Pessinus


Pessinus was an Ancient city and archbishopric in Asia Minor, a geographical area roughly covering modern Anatolia. The site of the city is now the modern Turkish village of Ballıhisar, in a tributary valley of the Sakarya River on the high Anatolian plateau at 950 m above sea level, 13 km from the small town of Sivrihisar. Pessinus remains a Catholic titular see.

Description

The temple area

As yet, the temple area, which was excavated between 1967 and 1972, is the only well-studied area of Pessinus. It was studied thoroughly by M. Waelkens in the 1980s and between 2006 and 2012 by Verlinde, who built on the findings of the former to analyze and reconstruct the architecture of the Corinthian peripteral temple, of which only the massive foundations remain. Investigations led to several observations, such as the Tiberian date of the cult building and its identification as a temple of the imperial cult. As such, it was finally established that the excavated temple could not be identified as the Temple of Cybele, as explorer Charles Texier had done when he 'discovered' the foundations of the temple in 1834. Verlinde discovered that the building was designed on the basis of a grid, and that the governing module, determining the intervals and height of the columns, was equal to the lower diameter of the columns. Each intercolumnar space was equal to two modules, which designates the temple as a 'systyle.'
Furthermore, the extraordinarily large stepped podium seems to have been influenced by Hellenistic and early Imperial pseudodipteroi. Although the temple was Tiberian, the decorative sculpture was fashioned in a conservative Augustan manner, which suggests that the building may have been design in the late Augustan period.

Data items:
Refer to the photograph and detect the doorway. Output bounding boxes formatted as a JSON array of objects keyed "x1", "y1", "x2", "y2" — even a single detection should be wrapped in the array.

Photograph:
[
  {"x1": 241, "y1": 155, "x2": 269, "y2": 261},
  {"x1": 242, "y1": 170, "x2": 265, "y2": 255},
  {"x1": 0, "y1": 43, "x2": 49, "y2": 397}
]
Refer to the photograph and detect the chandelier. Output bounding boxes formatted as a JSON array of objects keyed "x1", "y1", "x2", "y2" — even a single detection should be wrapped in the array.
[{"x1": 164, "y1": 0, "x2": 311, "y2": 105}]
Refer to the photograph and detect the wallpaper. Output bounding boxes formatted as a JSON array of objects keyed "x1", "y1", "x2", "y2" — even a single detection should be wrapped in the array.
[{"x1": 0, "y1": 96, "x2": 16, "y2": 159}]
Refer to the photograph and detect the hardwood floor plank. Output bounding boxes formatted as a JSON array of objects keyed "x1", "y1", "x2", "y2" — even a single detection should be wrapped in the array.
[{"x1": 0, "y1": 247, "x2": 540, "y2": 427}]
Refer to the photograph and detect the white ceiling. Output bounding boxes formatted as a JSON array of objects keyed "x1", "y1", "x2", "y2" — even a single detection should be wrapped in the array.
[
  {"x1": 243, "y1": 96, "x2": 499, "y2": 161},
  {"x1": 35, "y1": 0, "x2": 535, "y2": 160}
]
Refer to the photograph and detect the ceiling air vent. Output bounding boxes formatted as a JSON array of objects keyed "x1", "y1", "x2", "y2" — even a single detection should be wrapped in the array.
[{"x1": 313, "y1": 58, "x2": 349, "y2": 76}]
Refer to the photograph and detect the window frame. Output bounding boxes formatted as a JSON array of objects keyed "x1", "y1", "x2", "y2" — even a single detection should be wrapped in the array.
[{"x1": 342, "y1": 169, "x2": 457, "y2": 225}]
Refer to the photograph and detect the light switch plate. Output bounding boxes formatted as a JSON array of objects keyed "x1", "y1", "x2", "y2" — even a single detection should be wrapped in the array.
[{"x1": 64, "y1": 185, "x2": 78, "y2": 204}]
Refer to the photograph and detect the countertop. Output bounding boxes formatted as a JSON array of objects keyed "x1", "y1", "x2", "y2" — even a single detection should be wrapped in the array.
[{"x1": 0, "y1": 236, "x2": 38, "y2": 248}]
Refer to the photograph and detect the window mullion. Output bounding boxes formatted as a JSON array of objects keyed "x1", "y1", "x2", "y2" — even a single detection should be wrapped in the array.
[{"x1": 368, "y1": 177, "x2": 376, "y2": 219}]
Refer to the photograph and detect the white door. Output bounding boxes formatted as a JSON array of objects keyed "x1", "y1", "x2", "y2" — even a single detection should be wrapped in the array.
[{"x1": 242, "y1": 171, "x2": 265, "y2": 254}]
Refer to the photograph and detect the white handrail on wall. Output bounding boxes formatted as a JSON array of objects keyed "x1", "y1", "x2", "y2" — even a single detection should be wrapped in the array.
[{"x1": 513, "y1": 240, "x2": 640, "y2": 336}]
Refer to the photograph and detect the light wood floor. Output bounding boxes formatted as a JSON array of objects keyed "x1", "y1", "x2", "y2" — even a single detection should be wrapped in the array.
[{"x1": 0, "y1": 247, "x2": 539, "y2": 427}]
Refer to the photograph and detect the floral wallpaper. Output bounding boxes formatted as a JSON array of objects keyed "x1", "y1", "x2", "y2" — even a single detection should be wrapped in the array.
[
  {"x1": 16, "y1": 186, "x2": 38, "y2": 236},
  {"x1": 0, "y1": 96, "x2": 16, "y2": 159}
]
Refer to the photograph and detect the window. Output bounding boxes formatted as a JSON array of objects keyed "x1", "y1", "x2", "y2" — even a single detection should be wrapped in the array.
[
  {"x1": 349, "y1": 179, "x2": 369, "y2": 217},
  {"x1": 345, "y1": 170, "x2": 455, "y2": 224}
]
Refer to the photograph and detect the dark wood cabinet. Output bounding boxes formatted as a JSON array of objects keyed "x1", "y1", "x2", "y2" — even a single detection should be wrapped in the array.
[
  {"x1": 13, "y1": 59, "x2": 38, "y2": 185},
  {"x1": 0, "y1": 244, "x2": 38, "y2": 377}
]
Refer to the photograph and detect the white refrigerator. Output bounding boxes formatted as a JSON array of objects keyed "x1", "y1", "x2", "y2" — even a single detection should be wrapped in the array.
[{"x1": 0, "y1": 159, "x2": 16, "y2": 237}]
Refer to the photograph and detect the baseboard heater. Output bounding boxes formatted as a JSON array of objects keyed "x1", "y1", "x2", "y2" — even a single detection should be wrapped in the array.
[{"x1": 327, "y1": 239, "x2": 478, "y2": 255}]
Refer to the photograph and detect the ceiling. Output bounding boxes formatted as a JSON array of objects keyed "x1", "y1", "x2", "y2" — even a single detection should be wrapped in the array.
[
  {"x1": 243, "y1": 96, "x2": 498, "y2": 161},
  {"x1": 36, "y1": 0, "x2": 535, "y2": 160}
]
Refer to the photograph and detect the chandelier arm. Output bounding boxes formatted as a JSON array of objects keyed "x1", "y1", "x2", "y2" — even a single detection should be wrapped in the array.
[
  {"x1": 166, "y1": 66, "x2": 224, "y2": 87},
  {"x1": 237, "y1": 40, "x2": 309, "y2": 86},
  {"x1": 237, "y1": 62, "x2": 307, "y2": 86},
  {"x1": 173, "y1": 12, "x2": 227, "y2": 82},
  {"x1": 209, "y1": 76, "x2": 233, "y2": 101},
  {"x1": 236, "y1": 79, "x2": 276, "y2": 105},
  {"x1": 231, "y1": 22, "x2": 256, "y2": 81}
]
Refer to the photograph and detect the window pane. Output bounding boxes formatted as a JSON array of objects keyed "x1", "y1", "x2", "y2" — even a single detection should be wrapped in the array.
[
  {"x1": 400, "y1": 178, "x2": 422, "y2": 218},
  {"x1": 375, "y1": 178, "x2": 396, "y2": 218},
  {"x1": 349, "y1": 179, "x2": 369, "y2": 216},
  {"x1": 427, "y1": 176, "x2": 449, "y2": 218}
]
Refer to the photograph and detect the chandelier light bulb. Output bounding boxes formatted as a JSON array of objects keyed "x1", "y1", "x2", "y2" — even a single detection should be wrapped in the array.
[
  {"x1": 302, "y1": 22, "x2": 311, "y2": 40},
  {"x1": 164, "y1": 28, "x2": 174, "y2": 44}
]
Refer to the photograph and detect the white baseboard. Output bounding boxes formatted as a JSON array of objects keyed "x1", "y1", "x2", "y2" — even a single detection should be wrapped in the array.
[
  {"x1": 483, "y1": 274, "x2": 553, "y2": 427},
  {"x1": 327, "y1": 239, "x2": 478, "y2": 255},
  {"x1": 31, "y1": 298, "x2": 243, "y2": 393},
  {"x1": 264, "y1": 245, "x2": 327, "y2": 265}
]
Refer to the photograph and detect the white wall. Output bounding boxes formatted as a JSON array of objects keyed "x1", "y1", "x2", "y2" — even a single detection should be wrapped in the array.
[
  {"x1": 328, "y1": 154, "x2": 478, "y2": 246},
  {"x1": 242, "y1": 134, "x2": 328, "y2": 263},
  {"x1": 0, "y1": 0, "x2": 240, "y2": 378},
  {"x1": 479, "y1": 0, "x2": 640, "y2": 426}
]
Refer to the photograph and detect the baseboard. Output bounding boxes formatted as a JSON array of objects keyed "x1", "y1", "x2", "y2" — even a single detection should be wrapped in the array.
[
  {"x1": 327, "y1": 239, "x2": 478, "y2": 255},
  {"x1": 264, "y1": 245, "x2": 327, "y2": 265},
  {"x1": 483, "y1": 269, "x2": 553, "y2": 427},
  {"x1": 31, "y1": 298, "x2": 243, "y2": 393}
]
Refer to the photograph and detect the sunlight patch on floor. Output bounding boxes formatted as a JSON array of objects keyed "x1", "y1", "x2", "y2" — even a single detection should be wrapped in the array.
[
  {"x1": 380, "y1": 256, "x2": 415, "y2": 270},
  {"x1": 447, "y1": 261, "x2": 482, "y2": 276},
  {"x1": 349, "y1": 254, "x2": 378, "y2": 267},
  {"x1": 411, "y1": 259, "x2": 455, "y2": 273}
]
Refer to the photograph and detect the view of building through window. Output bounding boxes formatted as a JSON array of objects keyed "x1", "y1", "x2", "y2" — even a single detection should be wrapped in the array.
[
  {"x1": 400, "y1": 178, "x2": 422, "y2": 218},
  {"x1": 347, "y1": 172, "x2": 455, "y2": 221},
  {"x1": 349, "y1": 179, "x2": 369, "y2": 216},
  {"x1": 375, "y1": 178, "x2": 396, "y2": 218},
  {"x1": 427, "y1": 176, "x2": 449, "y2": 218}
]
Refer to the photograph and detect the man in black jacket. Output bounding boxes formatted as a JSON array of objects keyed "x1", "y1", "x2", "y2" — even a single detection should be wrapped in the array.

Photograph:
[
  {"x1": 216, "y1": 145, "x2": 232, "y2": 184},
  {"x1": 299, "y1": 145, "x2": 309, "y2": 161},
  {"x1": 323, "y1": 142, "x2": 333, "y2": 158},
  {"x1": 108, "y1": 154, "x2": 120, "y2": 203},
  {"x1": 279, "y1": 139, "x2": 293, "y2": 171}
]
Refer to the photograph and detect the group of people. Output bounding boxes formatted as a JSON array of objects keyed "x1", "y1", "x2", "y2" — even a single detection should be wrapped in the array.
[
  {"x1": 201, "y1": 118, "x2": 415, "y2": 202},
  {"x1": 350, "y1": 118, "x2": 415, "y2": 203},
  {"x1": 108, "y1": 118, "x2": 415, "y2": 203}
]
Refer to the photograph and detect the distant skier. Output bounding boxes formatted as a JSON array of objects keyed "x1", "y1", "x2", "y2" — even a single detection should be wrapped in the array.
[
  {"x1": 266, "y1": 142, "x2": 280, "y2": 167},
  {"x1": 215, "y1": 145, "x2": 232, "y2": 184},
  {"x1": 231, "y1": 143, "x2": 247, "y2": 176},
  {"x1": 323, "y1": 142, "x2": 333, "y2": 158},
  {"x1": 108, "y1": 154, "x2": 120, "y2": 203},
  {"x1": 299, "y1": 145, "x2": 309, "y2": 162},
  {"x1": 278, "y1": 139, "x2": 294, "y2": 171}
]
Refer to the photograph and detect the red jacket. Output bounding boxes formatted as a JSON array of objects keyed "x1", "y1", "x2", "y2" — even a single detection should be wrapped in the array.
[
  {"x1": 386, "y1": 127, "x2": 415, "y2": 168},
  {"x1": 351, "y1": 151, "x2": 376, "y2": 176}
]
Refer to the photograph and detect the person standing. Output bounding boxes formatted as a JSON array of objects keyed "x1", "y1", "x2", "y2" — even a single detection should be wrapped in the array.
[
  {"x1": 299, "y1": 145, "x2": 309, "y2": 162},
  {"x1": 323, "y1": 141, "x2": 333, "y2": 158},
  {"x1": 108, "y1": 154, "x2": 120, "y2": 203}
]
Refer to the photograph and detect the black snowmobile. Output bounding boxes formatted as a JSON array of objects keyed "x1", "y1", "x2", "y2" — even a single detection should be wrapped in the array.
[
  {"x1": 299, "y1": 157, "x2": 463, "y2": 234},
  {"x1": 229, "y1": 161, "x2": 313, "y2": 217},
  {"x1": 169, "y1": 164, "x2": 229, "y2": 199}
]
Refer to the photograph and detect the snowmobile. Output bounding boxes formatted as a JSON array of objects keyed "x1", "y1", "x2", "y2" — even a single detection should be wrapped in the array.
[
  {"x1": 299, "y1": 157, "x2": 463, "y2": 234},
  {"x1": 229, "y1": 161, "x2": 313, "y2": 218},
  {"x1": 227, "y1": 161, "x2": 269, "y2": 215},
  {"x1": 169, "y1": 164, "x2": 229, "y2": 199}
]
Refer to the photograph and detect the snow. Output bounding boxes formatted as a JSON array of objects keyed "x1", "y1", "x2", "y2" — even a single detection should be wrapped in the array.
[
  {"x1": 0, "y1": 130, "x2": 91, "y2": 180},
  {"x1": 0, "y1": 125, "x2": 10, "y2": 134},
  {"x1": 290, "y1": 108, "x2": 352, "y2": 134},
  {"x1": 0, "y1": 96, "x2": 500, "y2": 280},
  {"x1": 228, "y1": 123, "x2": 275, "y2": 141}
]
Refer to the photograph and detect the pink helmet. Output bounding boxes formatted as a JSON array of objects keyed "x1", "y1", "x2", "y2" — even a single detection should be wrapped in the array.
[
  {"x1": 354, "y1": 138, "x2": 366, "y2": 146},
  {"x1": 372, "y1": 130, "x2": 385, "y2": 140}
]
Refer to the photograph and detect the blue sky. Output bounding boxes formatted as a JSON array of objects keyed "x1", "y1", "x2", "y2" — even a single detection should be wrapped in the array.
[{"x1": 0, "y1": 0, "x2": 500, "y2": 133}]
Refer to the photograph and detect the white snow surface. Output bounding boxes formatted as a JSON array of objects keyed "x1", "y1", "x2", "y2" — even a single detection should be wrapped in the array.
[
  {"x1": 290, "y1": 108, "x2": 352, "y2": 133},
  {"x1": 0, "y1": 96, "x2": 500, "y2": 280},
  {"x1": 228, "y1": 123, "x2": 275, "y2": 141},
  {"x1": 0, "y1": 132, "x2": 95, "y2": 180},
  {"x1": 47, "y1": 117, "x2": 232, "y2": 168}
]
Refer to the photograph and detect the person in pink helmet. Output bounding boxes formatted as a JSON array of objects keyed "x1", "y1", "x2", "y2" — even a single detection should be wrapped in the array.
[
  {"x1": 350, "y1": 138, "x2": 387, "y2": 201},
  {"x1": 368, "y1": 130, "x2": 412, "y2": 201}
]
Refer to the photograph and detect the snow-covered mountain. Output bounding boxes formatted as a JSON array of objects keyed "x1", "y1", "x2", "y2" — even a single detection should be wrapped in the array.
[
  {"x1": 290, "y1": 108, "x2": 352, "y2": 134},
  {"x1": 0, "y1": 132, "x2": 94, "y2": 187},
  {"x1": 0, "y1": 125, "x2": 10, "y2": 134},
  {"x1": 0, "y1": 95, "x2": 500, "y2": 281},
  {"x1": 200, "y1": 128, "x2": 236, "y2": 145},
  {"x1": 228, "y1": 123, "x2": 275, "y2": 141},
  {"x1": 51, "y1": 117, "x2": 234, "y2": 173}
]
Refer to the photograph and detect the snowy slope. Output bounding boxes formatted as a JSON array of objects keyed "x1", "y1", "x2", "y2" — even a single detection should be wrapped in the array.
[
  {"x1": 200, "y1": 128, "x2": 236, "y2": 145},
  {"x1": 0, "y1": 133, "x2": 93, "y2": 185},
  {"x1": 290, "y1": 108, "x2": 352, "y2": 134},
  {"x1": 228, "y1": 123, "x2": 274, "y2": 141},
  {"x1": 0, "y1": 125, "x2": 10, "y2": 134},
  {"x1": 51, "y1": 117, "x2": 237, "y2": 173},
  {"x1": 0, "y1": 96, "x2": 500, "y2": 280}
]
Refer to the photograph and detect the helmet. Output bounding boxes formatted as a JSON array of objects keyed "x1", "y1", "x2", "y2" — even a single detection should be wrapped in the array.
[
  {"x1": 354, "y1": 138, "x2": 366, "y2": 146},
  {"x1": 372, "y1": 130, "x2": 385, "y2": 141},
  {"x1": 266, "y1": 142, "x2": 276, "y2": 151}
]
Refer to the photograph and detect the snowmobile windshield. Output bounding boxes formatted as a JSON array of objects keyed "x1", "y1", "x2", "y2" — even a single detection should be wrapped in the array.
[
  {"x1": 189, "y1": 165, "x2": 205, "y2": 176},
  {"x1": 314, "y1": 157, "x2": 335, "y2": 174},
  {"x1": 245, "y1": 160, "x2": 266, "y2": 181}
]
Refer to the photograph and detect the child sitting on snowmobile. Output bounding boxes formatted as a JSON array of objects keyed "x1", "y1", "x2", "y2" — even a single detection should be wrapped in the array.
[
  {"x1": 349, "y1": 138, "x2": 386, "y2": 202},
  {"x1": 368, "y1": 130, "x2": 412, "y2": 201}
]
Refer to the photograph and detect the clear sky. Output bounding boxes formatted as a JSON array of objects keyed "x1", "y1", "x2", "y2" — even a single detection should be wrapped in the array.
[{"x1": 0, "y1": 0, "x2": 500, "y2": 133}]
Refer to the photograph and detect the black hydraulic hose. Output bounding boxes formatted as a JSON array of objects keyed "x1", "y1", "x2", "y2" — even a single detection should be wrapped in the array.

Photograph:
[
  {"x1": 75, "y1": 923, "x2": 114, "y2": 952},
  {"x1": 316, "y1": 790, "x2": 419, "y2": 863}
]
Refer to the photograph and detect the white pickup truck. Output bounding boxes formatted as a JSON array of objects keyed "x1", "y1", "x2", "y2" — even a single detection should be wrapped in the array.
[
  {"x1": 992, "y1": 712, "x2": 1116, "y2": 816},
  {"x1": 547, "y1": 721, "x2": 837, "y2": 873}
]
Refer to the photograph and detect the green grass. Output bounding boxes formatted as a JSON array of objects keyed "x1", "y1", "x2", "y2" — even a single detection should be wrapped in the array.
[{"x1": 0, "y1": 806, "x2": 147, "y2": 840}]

Job 1
Quote the Pessinus text from "Pessinus was an" up to and including "Catholic titular see.".
Job 2
Please rewrite the data items from the line with "Refer to the photograph and detect the child" through the end of the records, changing "snowmobile" to "sled" and leaving everything else as it is.

Correct result 1
Pessinus was an Ancient city and archbishopric in Asia Minor, a geographical area roughly covering modern Anatolia. The site of the city is now the modern Turkish village of Ballıhisar, in a tributary valley of the Sakarya River on the high Anatolian plateau at 950 m above sea level, 13 km from the small town of Sivrihisar. Pessinus remains a Catholic titular see.

Correct result 2
Refer to the photograph and detect the child sitting on sled. Output bounding boxes formatted as a JSON array of objects keyed "x1", "y1", "x2", "y2" — even a single detection should be wrapped in the array.
[
  {"x1": 349, "y1": 138, "x2": 386, "y2": 202},
  {"x1": 368, "y1": 130, "x2": 412, "y2": 201}
]
Refer to the photograph and detect the clear sky. Output bounding boxes formatted as a JSON array of objects keyed "x1", "y1", "x2", "y2" — even a single detection should be wrapped in the array.
[{"x1": 0, "y1": 0, "x2": 500, "y2": 133}]
Refer to the photograph and detect the black hydraulic hose. Output bounding boxes formatted as a JSON array of objects keyed "x1", "y1", "x2", "y2" — even a single detection should be wrapped in the array.

Photograph:
[
  {"x1": 75, "y1": 923, "x2": 114, "y2": 952},
  {"x1": 316, "y1": 790, "x2": 419, "y2": 863}
]
Refer to the photograph and detect the white pickup truck. Output bounding boxes formatted as a JSON array of objects keyed "x1", "y1", "x2", "y2" — even a single detection should be wrapped in the array.
[
  {"x1": 992, "y1": 712, "x2": 1116, "y2": 816},
  {"x1": 547, "y1": 721, "x2": 837, "y2": 873}
]
Refer to the photograph and detect the green grass. Output bounding boxes formatted as a JSON array of objects keyed "x1", "y1", "x2", "y2" — even a single detection should be wrapped in the array.
[{"x1": 0, "y1": 806, "x2": 147, "y2": 840}]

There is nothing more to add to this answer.